[Point labeling examples]

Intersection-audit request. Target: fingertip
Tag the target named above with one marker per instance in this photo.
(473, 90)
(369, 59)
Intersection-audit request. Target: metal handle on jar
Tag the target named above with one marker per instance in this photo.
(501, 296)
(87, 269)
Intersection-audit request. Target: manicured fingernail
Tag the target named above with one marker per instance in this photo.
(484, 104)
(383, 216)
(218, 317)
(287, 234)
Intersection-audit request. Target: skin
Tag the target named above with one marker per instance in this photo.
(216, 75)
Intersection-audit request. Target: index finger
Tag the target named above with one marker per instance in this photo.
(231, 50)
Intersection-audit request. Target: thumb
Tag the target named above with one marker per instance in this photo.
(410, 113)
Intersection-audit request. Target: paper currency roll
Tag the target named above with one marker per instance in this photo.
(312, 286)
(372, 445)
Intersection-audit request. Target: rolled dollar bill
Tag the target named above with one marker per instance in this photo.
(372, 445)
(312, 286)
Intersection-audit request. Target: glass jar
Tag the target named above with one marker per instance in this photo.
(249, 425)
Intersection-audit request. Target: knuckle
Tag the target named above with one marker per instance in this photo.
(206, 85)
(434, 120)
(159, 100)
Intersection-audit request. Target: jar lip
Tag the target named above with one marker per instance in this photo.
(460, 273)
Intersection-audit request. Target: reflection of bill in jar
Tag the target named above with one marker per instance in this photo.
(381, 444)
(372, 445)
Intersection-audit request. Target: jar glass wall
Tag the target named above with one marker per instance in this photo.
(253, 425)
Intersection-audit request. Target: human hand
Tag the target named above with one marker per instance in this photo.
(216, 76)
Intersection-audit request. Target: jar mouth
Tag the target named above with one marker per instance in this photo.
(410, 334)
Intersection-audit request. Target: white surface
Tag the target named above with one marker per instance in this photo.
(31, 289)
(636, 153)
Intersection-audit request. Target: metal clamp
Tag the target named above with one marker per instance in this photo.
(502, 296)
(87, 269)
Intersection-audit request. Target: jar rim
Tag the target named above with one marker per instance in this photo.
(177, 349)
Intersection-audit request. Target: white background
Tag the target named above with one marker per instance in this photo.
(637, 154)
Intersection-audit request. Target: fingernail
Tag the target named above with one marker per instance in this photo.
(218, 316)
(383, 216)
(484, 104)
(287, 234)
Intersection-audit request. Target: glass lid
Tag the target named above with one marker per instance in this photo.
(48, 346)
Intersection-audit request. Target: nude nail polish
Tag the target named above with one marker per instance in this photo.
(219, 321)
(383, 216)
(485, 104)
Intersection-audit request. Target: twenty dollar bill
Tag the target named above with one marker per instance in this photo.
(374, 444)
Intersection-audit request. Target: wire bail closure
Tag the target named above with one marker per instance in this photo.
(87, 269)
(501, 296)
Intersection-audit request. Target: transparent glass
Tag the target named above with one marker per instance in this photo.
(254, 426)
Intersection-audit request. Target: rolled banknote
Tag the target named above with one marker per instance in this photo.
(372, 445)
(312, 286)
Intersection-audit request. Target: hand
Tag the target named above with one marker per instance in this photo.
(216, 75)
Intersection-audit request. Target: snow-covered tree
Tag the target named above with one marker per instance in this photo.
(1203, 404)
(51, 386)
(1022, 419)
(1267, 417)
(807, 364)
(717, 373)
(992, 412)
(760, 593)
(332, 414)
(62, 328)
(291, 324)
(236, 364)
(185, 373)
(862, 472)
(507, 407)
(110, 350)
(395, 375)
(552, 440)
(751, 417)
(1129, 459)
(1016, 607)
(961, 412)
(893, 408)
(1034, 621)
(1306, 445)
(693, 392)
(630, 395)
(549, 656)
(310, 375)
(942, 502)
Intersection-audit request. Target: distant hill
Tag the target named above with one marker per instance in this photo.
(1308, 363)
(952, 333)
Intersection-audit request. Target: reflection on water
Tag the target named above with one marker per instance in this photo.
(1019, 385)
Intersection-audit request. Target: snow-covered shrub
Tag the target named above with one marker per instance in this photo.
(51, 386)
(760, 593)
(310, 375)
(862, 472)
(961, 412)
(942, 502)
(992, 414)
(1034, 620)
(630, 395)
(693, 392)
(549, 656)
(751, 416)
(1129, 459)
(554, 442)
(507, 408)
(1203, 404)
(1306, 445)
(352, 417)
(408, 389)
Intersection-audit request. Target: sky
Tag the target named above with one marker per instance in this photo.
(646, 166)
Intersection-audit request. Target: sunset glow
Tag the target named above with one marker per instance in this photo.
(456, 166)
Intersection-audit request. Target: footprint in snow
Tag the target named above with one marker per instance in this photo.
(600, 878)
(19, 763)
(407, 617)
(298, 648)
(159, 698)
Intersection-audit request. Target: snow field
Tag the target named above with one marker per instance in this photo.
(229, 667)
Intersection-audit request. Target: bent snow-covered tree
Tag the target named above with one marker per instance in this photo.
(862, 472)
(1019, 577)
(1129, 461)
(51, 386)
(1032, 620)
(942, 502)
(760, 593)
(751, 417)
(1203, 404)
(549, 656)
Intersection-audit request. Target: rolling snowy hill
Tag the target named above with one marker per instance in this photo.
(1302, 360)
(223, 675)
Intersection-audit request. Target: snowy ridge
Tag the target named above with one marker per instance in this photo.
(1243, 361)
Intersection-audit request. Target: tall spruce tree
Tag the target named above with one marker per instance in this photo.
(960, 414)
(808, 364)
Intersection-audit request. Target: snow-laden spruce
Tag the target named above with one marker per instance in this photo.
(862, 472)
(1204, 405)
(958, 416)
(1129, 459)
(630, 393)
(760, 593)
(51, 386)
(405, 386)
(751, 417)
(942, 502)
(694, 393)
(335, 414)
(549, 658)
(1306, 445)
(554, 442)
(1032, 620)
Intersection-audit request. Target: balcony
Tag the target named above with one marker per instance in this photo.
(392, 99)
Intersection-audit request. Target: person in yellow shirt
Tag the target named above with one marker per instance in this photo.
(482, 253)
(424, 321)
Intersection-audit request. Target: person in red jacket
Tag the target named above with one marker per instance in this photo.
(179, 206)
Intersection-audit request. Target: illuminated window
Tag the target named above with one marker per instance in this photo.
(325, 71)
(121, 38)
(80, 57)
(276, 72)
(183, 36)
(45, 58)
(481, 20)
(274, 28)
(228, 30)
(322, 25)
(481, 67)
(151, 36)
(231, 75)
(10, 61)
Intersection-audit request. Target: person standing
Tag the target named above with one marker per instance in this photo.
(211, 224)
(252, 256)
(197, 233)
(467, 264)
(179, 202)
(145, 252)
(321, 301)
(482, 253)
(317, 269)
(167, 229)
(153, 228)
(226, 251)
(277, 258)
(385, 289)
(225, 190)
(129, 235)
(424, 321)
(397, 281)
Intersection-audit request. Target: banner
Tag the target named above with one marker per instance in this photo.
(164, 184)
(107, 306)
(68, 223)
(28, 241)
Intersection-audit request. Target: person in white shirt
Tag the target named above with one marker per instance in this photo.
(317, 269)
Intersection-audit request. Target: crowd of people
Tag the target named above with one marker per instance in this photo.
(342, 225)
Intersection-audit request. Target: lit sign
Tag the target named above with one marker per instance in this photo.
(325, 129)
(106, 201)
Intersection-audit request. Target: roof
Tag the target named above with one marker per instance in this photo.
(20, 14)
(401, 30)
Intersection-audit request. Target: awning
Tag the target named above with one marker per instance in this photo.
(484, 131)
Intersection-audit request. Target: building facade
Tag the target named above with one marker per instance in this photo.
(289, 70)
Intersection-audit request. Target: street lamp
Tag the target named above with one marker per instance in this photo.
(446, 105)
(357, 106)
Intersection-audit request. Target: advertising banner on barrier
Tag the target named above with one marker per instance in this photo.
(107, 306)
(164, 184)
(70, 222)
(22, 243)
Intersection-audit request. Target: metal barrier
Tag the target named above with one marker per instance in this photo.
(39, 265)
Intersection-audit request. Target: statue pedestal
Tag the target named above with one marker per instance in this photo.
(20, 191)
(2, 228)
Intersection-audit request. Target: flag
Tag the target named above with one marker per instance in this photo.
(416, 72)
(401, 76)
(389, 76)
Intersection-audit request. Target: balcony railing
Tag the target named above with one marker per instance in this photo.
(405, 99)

WRITTEN INSTRUCTION >>
Give back exactly the lines from the one containing "Intersection-audit request. Target: awning" to the end of the material, both ends included.

COMPLETED TASK >>
Intersection-audit request. Target: awning
Tag the target named above with one marker per instance in this photo.
(484, 131)
Intersection-audit request. Target: building facade
Tag the target named above with one marker per instance in this photo.
(289, 70)
Intersection-audit request. Target: street lamp
Tag the target named above with one marker per instance in this photo.
(446, 105)
(357, 106)
Intersection-audit request. Target: advertising banner on barrier
Tag the target named above with one marker per instance in this photo.
(107, 306)
(164, 184)
(70, 222)
(22, 243)
Intersection-audit request. Target: metal barrier
Tag the target named above with one marker per instance in this photo.
(39, 265)
Intersection-audit request. Target: statue pedestal
Tag the target named above with one marker per instance in this photo.
(20, 191)
(2, 228)
Intersection-audit request. Target: flag
Tag the target named above with one marker per instance in this photo.
(416, 72)
(401, 76)
(389, 76)
Intersection-audit request. Target: balcony railing
Tag the target named above with one marker per instance in this photo.
(405, 99)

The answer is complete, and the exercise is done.